Diagnosing and treating an eating disorder in an adult woman poses many challenges. Most of these women live at a high-functioning level and have mastered the art of juggling the responsibilities of adulthood, so to the outside world they look to have it together. When confronted with the suggestion that they might need to step back to take care of their problem, that becomes a tough sell.

“The idea that they can take time for themselves? Well, that just doesn't compute,” says Margo Maine, PhD, who treats women with eating disorders at an outpatient practice in West Hartford, Conn.

Adult women with eating disorders have constituted an “invisible” population for some time, says Maine. When she was researching her book The Body Myth: Adult Women and the Pressure to Be Perfect a decade ago, “There was pretty much no research out there,” she says. “Nobody knew how many adult women had an eating disorder.”

Now some numbers have emerged. Research covering the period from 1999-2009 found that 25% of all residential and inpatient treatment admissions for eating disorders were for women over age 45. A 2012 study found 13% of women over 50 reporting eating disorder symptoms, a figure exceeding breast cancer prevalence in that age group.

Older women experience many potentially triggering life transitions, much as adolescent and young adult women do, but these often don't get the same amount of attention because “they don't have the graduations, confirmations, and big birthday parties to celebrate them,” says Maine, co-founder of the Maine and Weinstein Specialty Group.

Rarely a first-time issue

Here is some of what the field knows about the older female cohort with eating disorders. While it is not true that every woman who develops eating disorder symptoms had a full-blown eating disorder earlier in life, most at least had symptoms at some point in time. “Very few develop this later for the first time,” says Maine.

Life crises around relationships, parenthood, work challenges and family illness often serve as a precipitating factor to the onset of symptoms. “The way they often will manage anxiety is through their body,” says Maine. “They don't have another way to take time for themselves.”
--------
Exercises:
1. In the article on eating disorders in adult women, what share of residential and inpatient treatment admissions for eating disorders from 1999-2009 were for women over age 45?
2. Copy the article on eating disorders in adult women from "Diagnosing and treating" through "a tough sell.", but swap in "hard sell" wherever "tough sell" appears.
3. Go on with the article on eating disorders in adult women from where it stops.

Given information:
--------
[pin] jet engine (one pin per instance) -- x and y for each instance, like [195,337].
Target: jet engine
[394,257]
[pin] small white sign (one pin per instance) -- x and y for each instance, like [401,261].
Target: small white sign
--------
Task answers:
1. 25%

2.
Diagnosing and treating an eating disorder in an adult woman poses many challenges. Most of these women live at a high-functioning level and have mastered the art of juggling the responsibilities of adulthood, so to the outside world they look to have it together. When confronted with the suggestion that they might need to step back to take care of their problem, that becomes a hard sell.

3.
This is why Maine believes it is important to address with adult women that when they are experiencing a developmental transition, they need to remain mindful of their eating patterns, sleep, exercise and other lifestyle issues.

Adult patients with eating disorders don't tend to exhibit discrete symptoms of anorexia or bulimia, which can make a diagnosis all the more challenging. “It is usually a combination of symptoms, or subclinical symptoms getting more intense,” Maine says. Treatment can be even more of a challenge given the busy lives that these women lead, so Maine believes intensive outpatient and outpatient programs should schedule some hours in evenings and on the weekend.

Maine adds that if a woman received treatment earlier in life for an eating disorder and was able to stay in treatment for a period beyond fulfillment of initial goals, the additional coping skills she would have built could serve as a protective factor against a recurrence in older adulthood.

According to Maine, data on the prevalence of eating disorders in adult men are considerably more sparse than the data on women.

A revised version of Maine's 2005 book will be out this May, titled Pursuing Perfection: Eating Disorders, Body Myth, and the Pressure to Be Perfect.